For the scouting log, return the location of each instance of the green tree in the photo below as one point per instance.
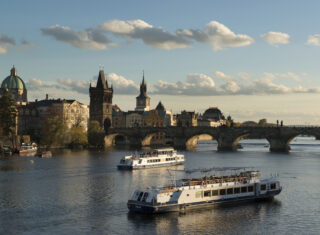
(54, 131)
(78, 136)
(95, 134)
(8, 114)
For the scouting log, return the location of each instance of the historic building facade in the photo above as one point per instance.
(143, 100)
(15, 86)
(101, 101)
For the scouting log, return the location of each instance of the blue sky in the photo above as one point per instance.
(252, 59)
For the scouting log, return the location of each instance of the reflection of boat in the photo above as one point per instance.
(239, 186)
(28, 149)
(152, 158)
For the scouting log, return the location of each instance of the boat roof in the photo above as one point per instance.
(164, 149)
(217, 169)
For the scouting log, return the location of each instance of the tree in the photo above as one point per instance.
(54, 131)
(95, 134)
(8, 114)
(229, 121)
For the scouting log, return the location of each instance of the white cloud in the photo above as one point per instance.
(195, 84)
(5, 43)
(122, 85)
(150, 35)
(314, 40)
(275, 38)
(203, 85)
(218, 35)
(88, 39)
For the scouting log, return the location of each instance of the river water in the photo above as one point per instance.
(82, 192)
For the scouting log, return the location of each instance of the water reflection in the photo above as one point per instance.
(84, 192)
(217, 220)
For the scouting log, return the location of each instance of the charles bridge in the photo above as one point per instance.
(279, 138)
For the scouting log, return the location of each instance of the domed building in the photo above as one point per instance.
(15, 85)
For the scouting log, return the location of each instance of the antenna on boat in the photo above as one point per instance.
(173, 178)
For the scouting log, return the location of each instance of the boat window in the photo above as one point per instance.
(140, 195)
(215, 192)
(198, 194)
(244, 189)
(222, 191)
(207, 193)
(236, 190)
(145, 197)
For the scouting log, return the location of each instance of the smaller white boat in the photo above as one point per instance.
(28, 149)
(151, 158)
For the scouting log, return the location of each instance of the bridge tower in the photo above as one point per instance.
(143, 100)
(101, 102)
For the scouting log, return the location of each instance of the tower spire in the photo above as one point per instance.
(142, 76)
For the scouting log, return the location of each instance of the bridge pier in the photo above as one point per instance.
(278, 144)
(227, 143)
(179, 142)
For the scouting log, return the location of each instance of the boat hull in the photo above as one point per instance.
(129, 167)
(175, 207)
(27, 153)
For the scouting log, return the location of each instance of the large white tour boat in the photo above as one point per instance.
(151, 158)
(226, 185)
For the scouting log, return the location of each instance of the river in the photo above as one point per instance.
(82, 192)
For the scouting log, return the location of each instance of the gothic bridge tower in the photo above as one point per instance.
(101, 102)
(143, 100)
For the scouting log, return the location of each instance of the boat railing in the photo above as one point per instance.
(214, 180)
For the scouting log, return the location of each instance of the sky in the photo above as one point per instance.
(251, 59)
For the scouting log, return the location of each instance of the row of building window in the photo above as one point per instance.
(153, 160)
(170, 159)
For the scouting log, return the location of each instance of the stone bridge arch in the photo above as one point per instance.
(158, 133)
(193, 140)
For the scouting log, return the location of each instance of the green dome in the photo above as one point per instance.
(13, 81)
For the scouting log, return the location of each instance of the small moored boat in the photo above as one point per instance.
(239, 186)
(151, 158)
(28, 149)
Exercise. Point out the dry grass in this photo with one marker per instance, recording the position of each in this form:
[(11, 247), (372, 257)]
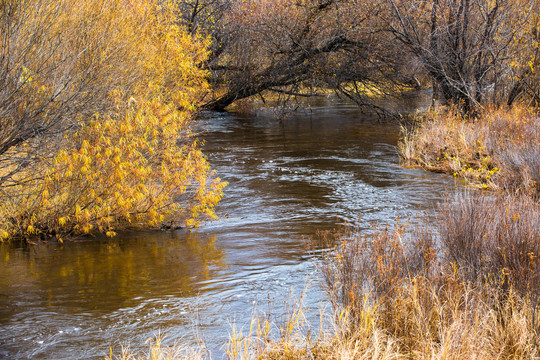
________________________
What you write should match the entries exactly, except that the pictures are dropped.

_Task output_
For the scouting log, return the location of each instance of the green tree in the photo below as one point per instance.
(54, 131)
(78, 136)
(95, 134)
(8, 114)
For the scouting log, return the location of each instance of the historic building facade in the photo above as one point per instance.
(143, 100)
(15, 86)
(101, 101)
For the scouting log, return the location of each instance of the blue sky in the photo above as one point per instance.
(252, 59)
For the scouting log, return the location of each instance of the reflection of boat in the photo above as one point per instance.
(239, 186)
(28, 149)
(152, 158)
For the scouting log, return the location of each instance of the boat roof in the photo above as one point per instance.
(164, 149)
(217, 169)
For the scouting log, return the location of each instance of the tree in the photo above as one point per instance.
(54, 131)
(95, 134)
(8, 114)
(229, 121)
For the scouting log, return the location of each instance of the white cloud in the photo above as one point per instance.
(195, 84)
(5, 43)
(122, 85)
(150, 35)
(314, 40)
(275, 38)
(203, 85)
(218, 35)
(88, 39)
For the scouting log, return the location of each instance of the river water in the photo above as one point per instance.
(82, 192)
For the scouting log, return the location of each instance of the water reflection in the photo above as one point per instance.
(84, 192)
(217, 220)
For the scouting log, return the location of each instance of the charles bridge in the photo above as one point per instance.
(279, 138)
For the scouting log, return the location of each instance of the domed building in the photo above as one point per instance.
(15, 85)
For the scouting log, return the location of each instance of the antenna on boat in the photo above as one point per instance.
(173, 178)
For the scouting log, return the location of each instance of the boat window in the photo above as one point per instance.
(140, 195)
(215, 192)
(198, 194)
(244, 189)
(222, 191)
(207, 193)
(236, 190)
(145, 197)
For the scouting log, return the location of each instance of the smaller white boat in the photo above as one point per instance.
(28, 149)
(151, 158)
For the scouting log, return the location of each instance of the bridge tower in the photo above as one point per instance.
(143, 100)
(101, 102)
For the scouting log, return the location of each instance of the tower spire in the photo above as one point per instance.
(142, 76)
For the scouting log, return the location of each instance of the bridge pier in the photo above as one point per instance.
(278, 144)
(227, 143)
(179, 142)
For the scouting log, return the location of each instance of the boat hull in the photo above as one point per instance.
(129, 167)
(175, 207)
(27, 153)
For the scouting log, return the location of each instance of the large white tour boat in the photo above as one point per instance.
(151, 158)
(226, 185)
For the scouting log, return the location of each instance of the river in the photo above as one point per instance.
(82, 192)
For the scouting log, return the location of each instance of the gothic bridge tower in the photo above as one point per instance.
(101, 102)
(143, 100)
For the scouting log, return the location of each instance of the boat railing in the photo above as one point per instance.
(214, 180)
For the scouting log, return the location of each instance of the sky in the photo above as one point per instance.
(251, 59)
For the scouting log, return the location of each instance of the row of building window in the photo above as one point per instance.
(153, 160)
(170, 159)
For the scouting log, return the location of each instance of the stone bridge arch in the photo above as one point per instance.
(158, 133)
(193, 140)
For the scouting log, return the location of each instance of the green dome in the photo above as one point per instance.
(13, 81)
For the scouting log, return the location of each instance of the small moored boat in the photo above as one point per instance.
(239, 186)
(151, 158)
(28, 149)
Exercise. Point out the dry grass in this photo with one marker per instance, recording the position of each in this form:
[(11, 247), (372, 257)]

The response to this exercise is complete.